▸ **Provided passage**:

- - - - -

An Anthology in Thirty Volumes. 1917.

The Moral Responsibility of the Novelist

By Anthony Trollope (1815–1882)

From the ‘Autobiography’

A VAST proportion of the teaching of the day—greater, probably, than many of us have acknowledged to ourselves—comes from novels which are in the hands of all readers. It is from them that girls learn what is expected from them, and what they are to expect, when lovers come; and also from them that young men unconsciously learn what are, or should be, or may be, the charms of love,—though I fancy that few young men will think so little of their natural instincts and powers as to believe that I am right in saying so. Many other lessons also are taught. In these times, when the desire to be honest is pressed so hard, is so violently assaulted by the ambition to be great; in which riches are the easiest road to greatness; when the temptations to which men are subjected dull their eyes to the perfected iniquities of others; when it is so hard for a man to decide vigorously that the pitch which so many are handling will defile him if it be touched,—men’s conduct will be actuated much by that which is from day to day depicted to them as leading to glorious or inglorious results…. The young man who in a novel becomes a hero, perhaps a Member of Parliament, and almost a prime minister, by trickery, falsehood, and flash cleverness, will have many followers, whose attempts to rise in the world ought to lie heavily on the conscience of the novelists who create fictitious Cagliostros….

Thinking of all this, as a novelist surely must do,—as I certainly have done through my whole career,—it becomes to him a matter of deep conscience how he shall handle those characters by whose words and doings he hopes to interest his readers…. The writer of stories must please, or he will be nothing. And he must teach, whether he wish to teach or no. How shall he teach lessons of virtue, and at the same time make himself a delight to his readers? The novelist, if he have a conscience, must preach his sermons with the same purpose as the clergyman, and must have his own system of ethics. If he can do this efficiently, if he can make virtue alluring and vice ugly, while he charms his readers instead of wearying them, then I think Mr. Carlyle need not call him distressed, nor talk of that long ear of fiction, nor question whether he be or not the most foolish of existing mortals.

- - - - -

▸ **What to do**:
Write out the passage on the novelist's moral responsibility between "Thinking of all" and "of existing mortals.", inclusive, swapping "clergyman" for "preacher". The data that comes next is separate from the passage on the novelist's moral responsibility.

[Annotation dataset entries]

- - - - -

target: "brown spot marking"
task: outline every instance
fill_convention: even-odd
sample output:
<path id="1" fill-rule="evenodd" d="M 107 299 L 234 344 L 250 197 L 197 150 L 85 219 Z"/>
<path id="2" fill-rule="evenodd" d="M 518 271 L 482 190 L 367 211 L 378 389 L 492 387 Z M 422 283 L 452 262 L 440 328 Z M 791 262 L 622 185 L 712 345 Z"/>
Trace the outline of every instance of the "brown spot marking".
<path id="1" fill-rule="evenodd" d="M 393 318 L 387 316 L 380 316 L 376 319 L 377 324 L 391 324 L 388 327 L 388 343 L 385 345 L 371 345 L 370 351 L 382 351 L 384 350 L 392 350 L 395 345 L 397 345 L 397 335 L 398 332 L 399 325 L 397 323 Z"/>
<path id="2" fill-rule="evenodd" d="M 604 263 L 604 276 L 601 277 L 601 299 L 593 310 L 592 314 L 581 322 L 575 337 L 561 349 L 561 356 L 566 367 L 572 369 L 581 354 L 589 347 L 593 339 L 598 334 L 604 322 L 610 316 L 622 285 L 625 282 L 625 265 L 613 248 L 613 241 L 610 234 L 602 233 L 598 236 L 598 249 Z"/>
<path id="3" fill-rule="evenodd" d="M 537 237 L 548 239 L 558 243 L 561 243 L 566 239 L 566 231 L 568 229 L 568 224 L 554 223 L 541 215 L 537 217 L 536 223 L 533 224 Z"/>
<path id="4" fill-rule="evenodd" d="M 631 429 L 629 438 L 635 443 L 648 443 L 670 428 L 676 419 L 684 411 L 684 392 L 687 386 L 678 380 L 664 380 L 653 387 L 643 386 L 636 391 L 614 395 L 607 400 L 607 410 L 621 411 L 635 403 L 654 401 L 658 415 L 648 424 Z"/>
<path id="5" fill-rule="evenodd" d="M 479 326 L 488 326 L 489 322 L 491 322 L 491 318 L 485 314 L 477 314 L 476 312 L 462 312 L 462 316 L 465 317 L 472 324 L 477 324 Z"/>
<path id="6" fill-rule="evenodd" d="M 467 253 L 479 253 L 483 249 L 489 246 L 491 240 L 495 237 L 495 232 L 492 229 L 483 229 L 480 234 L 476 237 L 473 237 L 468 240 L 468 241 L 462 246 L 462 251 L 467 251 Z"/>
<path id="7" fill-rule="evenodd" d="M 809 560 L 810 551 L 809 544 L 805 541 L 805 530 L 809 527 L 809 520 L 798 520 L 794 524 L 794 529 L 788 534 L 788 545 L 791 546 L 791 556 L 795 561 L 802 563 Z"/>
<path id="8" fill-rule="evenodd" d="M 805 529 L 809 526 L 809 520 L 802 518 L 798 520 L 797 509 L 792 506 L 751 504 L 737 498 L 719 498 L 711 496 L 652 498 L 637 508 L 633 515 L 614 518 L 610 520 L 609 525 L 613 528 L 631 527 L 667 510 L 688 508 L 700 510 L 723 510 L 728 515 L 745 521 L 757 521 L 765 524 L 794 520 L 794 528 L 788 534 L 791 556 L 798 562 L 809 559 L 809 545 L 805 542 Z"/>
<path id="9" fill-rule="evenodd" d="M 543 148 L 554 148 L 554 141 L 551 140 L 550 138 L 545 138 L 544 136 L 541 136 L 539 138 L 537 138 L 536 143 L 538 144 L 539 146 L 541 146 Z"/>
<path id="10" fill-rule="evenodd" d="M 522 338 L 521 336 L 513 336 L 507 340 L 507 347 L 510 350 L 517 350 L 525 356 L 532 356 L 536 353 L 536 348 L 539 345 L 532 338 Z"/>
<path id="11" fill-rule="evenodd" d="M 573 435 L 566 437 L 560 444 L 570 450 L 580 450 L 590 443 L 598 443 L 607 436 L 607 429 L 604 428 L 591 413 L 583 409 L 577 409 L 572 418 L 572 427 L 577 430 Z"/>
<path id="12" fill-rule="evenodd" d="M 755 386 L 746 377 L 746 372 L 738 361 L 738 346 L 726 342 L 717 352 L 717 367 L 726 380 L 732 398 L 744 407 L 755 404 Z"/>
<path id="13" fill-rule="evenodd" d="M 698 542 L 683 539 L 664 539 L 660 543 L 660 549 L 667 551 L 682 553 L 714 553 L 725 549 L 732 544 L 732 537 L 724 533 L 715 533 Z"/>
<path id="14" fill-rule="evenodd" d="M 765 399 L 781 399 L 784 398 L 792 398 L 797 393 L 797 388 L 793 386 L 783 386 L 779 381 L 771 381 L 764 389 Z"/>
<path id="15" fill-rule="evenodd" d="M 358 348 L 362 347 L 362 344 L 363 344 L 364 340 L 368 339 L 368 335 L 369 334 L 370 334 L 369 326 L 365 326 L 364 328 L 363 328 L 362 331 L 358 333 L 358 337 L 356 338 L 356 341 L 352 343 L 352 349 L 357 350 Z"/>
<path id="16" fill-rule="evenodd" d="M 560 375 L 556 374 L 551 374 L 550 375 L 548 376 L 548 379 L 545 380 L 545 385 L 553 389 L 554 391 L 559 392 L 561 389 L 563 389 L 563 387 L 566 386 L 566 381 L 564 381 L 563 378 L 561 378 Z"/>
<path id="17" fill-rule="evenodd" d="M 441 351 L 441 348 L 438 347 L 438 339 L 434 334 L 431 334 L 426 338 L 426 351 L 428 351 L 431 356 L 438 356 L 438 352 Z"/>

- - - - -

▸ **The completed task**:
Thinking of all this, as a novelist surely must do,—as I certainly have done through my whole career,—it becomes to him a matter of deep conscience how he shall handle those characters by whose words and doings he hopes to interest his readers…. The writer of stories must please, or he will be nothing. And he must teach, whether he wish to teach or no. How shall he teach lessons of virtue, and at the same time make himself a delight to his readers? The novelist, if he have a conscience, must preach his sermons with the same purpose as the preacher, and must have his own system of ethics. If he can do this efficiently, if he can make virtue alluring and vice ugly, while he charms his readers instead of wearying them, then I think Mr. Carlyle need not call him distressed, nor talk of that long ear of fiction, nor question whether he be or not the most foolish of existing mortals.